◆ **Given entries**:
^^^^^^^^

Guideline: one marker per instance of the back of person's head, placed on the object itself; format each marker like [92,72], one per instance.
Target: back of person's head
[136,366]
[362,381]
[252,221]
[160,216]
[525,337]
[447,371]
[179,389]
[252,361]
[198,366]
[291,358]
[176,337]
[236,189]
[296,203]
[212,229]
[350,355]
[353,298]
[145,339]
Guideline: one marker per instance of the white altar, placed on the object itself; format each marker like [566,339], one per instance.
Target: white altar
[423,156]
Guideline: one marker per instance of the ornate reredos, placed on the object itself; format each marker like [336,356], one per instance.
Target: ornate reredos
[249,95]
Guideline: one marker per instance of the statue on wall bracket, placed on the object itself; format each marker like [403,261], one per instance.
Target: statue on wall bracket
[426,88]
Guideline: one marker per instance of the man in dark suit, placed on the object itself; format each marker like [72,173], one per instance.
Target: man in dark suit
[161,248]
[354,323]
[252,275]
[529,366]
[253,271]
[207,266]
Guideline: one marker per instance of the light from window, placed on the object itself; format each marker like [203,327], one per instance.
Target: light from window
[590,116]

^^^^^^^^

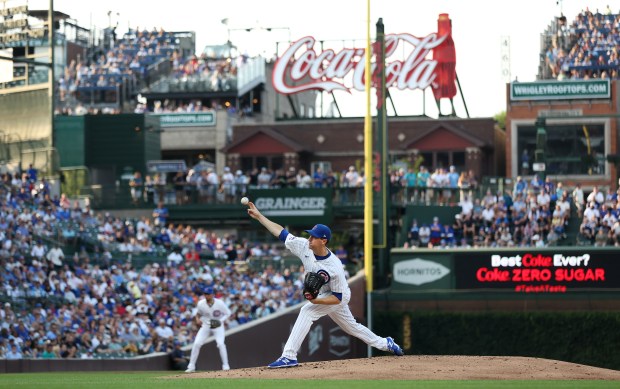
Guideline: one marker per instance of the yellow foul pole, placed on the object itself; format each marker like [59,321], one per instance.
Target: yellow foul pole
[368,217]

^^^^^^^^

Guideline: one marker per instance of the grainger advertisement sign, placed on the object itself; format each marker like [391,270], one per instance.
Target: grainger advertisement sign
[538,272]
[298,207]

^^^^^^^^

◆ **Required action**: Could you show every line of the material that includes the string "placed"?

◆ **Problem solution**:
Guideline: one marker per instance of the back of person's head, placed on the object itself; format each marker like [92,72], one per instance.
Guideline: one marker per instance of the white altar, placed on the object itself; format each marker like [566,339], one per instance.
Guideline: one marker per instance of the ornate reredos, placed on the object itself; format each marker like [336,356], one per instance.
Guideline: one marker per instance of the statue on wall bracket, placed on the object itself; format each marker like [403,261], one per instance.
Guideline: one marker per instance of the man in dark suit, placed on the object itself; format each marker like [72,173], one per instance.
Guideline: one marker per instance of the light from window, placed on the object itself; format each marker like [203,327], one per instance.
Guideline: one marker per instance of the yellow foul pole, placed on the object itself; format each marker like [59,321], one per instance.
Guideline: one marker per instance of the grainger advertisement sign, placed on the object itself; format each marker like [391,270], one per instance.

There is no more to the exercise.